WHAT IS BEING ASKED>
Lay out the lines of the data below as a numbered list, omitting blank lines, starting with the line containing "Target: black wheel rim" and going on through the line containing "111), (33, 119)]", both included.
— Begin DATASET RECORDS —
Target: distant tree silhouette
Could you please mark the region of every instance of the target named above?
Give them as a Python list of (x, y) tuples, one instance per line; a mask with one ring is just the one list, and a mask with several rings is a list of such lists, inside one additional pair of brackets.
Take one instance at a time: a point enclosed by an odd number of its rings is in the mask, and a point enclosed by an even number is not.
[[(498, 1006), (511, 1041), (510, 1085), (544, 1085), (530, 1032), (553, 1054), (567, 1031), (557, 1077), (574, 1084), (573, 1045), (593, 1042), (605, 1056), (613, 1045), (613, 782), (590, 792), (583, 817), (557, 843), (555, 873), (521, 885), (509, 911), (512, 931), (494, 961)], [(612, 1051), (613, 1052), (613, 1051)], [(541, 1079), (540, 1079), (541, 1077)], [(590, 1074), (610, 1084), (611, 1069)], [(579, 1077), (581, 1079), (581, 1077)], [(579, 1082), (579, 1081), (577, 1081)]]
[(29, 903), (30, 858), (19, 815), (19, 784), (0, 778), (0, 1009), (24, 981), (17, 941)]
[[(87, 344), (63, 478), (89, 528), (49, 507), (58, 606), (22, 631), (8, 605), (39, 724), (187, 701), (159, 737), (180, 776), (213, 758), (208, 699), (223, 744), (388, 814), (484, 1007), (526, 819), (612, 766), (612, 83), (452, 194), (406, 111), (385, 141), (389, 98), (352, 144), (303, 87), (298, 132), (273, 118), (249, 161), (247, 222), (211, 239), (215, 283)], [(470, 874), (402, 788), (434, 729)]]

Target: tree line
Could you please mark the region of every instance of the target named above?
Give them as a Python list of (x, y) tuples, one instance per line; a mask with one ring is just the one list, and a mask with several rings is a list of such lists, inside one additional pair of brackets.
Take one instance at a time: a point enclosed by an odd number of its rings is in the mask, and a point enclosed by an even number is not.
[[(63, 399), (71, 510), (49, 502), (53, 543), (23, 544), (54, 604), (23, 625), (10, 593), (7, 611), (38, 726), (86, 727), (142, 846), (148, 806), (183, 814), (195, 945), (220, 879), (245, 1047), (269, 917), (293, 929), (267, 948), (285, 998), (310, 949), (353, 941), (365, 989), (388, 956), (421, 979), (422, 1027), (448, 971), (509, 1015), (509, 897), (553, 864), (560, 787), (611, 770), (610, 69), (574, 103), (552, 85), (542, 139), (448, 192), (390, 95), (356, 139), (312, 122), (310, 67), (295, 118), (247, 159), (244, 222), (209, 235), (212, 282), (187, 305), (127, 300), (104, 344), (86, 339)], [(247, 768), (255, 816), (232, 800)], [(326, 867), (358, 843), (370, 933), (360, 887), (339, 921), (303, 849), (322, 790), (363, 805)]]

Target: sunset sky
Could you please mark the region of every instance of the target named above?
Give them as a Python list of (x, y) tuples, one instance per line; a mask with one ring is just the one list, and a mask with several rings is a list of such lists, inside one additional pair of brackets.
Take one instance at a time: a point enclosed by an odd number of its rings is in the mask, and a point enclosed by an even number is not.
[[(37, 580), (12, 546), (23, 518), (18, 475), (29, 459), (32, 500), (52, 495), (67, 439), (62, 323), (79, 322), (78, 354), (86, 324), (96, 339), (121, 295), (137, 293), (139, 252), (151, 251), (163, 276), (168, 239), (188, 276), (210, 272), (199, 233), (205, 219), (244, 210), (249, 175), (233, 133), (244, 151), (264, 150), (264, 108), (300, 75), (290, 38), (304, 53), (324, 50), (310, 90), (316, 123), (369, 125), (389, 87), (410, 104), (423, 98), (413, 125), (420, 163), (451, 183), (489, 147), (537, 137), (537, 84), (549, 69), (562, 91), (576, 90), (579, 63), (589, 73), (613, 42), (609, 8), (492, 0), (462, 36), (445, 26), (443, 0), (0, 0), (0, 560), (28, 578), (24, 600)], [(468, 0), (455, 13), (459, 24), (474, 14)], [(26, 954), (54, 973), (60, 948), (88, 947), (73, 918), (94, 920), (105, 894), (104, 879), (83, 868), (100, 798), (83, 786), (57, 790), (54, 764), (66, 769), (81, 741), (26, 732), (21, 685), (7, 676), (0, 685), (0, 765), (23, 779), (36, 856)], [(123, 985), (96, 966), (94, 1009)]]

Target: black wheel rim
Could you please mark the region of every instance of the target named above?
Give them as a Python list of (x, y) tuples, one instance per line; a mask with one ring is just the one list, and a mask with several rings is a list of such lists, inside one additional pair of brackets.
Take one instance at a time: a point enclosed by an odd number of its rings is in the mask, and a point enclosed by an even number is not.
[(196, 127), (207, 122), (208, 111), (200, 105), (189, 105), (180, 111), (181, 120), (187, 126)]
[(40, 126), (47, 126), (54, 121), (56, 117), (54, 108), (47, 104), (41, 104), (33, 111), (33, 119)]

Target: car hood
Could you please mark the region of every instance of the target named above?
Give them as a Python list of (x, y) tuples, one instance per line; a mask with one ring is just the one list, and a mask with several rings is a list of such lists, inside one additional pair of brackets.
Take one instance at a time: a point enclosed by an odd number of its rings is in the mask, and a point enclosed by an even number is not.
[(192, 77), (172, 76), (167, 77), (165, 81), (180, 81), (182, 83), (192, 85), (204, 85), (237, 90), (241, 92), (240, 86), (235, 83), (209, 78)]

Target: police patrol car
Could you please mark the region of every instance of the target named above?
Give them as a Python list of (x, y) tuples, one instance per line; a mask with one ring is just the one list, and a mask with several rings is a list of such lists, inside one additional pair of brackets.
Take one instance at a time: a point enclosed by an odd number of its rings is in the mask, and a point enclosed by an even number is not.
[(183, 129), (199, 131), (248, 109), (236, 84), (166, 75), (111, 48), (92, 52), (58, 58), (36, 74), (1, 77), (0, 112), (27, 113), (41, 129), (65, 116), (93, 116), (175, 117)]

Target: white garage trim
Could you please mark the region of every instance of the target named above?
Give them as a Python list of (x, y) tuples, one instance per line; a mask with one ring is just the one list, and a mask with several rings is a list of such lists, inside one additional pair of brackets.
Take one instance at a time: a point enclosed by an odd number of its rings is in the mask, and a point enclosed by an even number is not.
— End DATASET RECORDS —
TASK ANSWER>
1. Target: black wheel rim
2. Could you please mark the region of every instance of the target named above?
3. Give them as a Python list of (x, y) tuples, one instance per line; a mask with one ring is just the one list, and a mask with several rings is a list of such lists, inside one additional pair of brackets.
4. Take one instance at a time: a point enclosed by an odd number of its rings is in the mask, and a point enclosed by an even number is not.
5. [(196, 127), (207, 122), (208, 111), (200, 105), (189, 105), (180, 111), (181, 120), (187, 126)]
6. [(40, 126), (47, 126), (54, 121), (56, 117), (54, 108), (47, 104), (41, 104), (33, 111), (33, 119)]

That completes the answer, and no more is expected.